• **Brief**:
Reproduce, word for word, everything from the line containing "Please mark the region of the metal" down to the last of the lines below, both ends included.

• **Data shown**:
^^^^^^^^^^^^^^^^

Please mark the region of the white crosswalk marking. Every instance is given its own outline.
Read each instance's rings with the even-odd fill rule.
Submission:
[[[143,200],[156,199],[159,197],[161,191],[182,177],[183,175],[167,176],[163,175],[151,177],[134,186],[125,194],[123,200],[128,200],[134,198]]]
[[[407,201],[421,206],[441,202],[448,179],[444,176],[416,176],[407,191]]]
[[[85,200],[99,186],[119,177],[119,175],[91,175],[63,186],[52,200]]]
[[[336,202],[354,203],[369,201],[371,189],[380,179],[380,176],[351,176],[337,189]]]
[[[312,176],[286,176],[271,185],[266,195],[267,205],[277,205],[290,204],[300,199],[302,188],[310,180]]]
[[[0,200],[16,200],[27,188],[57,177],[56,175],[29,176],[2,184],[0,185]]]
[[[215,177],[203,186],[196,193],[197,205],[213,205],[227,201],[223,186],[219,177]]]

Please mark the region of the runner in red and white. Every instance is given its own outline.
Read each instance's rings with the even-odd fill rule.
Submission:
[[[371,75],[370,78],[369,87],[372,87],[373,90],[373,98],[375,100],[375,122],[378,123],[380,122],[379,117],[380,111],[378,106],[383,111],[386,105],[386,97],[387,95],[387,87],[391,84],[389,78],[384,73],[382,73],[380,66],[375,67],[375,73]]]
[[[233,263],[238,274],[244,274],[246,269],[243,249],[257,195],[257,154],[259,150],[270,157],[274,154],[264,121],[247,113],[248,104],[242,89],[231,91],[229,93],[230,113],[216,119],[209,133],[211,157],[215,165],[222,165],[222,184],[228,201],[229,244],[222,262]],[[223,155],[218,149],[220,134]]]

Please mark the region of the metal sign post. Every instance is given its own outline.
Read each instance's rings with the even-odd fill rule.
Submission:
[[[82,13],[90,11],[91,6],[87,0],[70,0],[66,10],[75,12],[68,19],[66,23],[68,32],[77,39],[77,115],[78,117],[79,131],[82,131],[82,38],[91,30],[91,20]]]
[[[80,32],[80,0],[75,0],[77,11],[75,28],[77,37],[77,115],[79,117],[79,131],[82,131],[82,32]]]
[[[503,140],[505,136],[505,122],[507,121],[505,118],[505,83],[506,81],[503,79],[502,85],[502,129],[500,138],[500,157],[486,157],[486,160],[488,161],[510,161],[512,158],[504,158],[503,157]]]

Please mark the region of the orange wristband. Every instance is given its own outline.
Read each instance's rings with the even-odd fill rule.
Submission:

^^^^^^^^^^^^^^^^

• **The output**:
Please mark the region of the metal sign post. Every instance is given its own outline.
Read each instance's rings with the even-odd fill rule.
Submission:
[[[82,13],[90,11],[91,6],[87,0],[70,0],[66,10],[75,12],[68,19],[66,23],[68,32],[77,39],[77,115],[78,117],[79,131],[82,131],[82,38],[91,30],[91,20]]]
[[[80,32],[80,0],[75,0],[77,11],[75,28],[77,37],[77,115],[79,117],[79,131],[82,131],[82,32]]]
[[[503,140],[505,136],[505,122],[507,121],[505,118],[505,83],[506,81],[503,79],[502,85],[502,129],[500,138],[500,157],[486,157],[486,160],[488,161],[510,161],[512,158],[504,158],[503,157]]]

Please mark the region of the orange wristband. Every instance is given its own outline.
Read each instance's rings with the even-odd fill rule.
Submission:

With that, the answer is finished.